Extract:
---
Commercial Net Lease Realty, Inc., a Maryland corporation, is a real estate
investment trust formed in 1984 that acquires, owns and manages a diversified
portfolio of high quality, single-tenant, freestanding properties leased to
major retail businesses under full credit, long-term commercial net leases. 
The principal office of the Company is located at 400 E. South Street, Suite
500, Orlando, Florida 32801-2878.  Its telephone number is (407) 422-1574.

                            DESCRIPTION OF THE PLAN

This prospectus relates to 500,000 shares of common stock of Commercial Net
Lease Realty, Inc., par value $0.01 per share (the "Common Stock"), that have
been registered for sale under the Commercial Net Lease Realty, Inc. Dividend
Reinvestment Plan (the "Plan").

PURPOSE

The Plan provides holders of record of the Common Stock of Commercial Net
Lease Realty, Inc. (the "Company") with a simple and convenient method to
invest their cash dividends in additional shares of Common Stock.  Each
shareholder who elects to participate in the Plan (a "Participant") will
receive a 3% discount on shares of Common Stock purchased with reinvested
dividends.  In addition, each Participant will receive free custodial service
for the shares acquired through the Plan.  The Company will pay any brokerage
commissions, service charges or other fees related to participation in the
Plan.  The Plan will be administered by First Union National Bank of North
Carolina (the "Plan Administrator").

The Plan Administrator will purchase shares issued by the Company from
previously authorized but unissued Common Stock.  Shares purchased from the
Company will provide the Company with funds for general corporate purposes.
---
Aim: Reproduce word for word the portion of the prospectus excerpt that begins with the words "The principal office" and ends with "is (407) 422-1574.".

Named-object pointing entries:
---
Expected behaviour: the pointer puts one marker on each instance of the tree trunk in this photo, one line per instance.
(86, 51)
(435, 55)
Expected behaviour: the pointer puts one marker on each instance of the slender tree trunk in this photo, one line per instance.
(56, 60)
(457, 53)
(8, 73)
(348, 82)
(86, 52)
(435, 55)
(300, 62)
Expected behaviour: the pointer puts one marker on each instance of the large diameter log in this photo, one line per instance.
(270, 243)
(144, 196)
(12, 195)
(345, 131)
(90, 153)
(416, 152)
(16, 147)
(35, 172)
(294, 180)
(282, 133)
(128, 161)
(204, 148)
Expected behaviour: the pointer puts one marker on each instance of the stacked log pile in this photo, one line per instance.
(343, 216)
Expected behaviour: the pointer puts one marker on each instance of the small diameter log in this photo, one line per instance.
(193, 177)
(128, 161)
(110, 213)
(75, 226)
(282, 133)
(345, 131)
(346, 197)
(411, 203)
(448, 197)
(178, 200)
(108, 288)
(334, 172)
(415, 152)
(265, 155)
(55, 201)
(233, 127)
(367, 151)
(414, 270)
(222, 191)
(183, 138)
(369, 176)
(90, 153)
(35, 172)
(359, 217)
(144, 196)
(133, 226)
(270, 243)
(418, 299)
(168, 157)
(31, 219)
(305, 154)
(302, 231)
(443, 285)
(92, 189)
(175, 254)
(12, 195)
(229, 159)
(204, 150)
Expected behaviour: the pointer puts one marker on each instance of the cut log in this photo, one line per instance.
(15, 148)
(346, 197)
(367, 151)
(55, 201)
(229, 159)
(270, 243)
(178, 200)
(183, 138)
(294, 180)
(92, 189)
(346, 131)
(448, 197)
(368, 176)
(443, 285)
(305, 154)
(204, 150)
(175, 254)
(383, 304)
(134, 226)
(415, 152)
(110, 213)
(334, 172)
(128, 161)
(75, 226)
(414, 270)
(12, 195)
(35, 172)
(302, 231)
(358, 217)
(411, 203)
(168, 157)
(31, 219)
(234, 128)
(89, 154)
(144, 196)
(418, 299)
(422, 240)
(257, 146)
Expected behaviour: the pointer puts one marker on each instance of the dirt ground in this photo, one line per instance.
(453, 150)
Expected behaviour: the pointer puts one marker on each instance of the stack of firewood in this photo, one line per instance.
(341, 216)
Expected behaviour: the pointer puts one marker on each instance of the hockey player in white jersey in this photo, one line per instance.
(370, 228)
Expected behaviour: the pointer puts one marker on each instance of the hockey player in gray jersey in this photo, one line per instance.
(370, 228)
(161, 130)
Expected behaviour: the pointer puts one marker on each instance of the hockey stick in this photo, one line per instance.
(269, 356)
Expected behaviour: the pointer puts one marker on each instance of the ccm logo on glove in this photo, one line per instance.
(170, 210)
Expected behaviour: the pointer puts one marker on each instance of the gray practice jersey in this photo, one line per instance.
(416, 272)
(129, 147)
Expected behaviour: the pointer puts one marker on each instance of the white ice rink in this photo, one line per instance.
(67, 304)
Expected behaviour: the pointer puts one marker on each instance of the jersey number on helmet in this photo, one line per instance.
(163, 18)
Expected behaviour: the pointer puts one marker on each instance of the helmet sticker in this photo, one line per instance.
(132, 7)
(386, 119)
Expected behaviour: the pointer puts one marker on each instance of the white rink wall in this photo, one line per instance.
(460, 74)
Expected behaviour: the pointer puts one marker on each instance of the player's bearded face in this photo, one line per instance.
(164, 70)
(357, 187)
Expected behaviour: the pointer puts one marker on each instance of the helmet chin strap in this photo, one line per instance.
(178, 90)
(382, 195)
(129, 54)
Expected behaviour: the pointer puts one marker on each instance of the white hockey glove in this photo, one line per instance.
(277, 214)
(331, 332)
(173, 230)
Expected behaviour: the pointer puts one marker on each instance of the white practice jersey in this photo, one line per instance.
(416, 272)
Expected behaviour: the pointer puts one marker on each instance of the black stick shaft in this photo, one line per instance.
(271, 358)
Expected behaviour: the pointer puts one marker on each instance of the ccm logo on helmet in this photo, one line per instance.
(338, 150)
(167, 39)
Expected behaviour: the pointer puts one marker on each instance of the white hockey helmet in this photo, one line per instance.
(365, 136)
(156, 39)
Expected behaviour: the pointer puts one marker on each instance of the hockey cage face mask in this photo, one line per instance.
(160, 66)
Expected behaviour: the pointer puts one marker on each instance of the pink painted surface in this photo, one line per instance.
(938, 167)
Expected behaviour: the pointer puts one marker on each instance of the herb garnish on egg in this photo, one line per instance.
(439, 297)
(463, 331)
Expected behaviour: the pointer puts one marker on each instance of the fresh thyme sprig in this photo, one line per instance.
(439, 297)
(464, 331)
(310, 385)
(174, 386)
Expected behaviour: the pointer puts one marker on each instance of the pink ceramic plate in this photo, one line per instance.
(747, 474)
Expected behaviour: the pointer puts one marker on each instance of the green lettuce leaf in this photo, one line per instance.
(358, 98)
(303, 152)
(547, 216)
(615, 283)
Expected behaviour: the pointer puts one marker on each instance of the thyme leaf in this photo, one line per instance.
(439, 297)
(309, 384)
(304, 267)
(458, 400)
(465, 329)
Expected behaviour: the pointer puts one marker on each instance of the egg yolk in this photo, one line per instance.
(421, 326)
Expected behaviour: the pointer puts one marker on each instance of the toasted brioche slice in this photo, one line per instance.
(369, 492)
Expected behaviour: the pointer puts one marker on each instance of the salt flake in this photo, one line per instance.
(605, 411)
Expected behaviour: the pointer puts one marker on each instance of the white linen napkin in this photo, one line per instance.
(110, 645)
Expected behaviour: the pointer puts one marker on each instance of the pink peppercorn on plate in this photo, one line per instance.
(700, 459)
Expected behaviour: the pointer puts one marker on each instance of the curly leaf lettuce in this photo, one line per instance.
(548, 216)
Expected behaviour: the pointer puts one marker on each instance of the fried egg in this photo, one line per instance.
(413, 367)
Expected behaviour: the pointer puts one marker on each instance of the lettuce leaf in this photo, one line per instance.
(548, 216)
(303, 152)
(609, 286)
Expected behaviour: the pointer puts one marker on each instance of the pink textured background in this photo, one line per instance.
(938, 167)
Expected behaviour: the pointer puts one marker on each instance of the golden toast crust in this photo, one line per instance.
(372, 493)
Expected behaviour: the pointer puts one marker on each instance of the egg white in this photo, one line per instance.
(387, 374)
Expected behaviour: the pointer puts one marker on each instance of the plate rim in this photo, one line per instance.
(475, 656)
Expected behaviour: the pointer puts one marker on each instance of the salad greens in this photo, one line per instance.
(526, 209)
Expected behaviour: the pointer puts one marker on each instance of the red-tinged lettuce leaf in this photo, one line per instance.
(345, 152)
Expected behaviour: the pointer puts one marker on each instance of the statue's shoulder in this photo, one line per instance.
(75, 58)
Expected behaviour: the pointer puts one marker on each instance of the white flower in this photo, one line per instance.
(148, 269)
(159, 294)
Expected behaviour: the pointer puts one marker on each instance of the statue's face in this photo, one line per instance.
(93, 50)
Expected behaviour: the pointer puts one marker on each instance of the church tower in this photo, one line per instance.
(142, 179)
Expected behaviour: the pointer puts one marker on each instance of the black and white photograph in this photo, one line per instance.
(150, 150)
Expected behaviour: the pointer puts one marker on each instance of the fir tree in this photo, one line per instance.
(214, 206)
---
Final result:
The principal office of the Company is located at 400 E. South Street, Suite
500, Orlando, Florida 32801-2878.  Its telephone number is (407) 422-1574.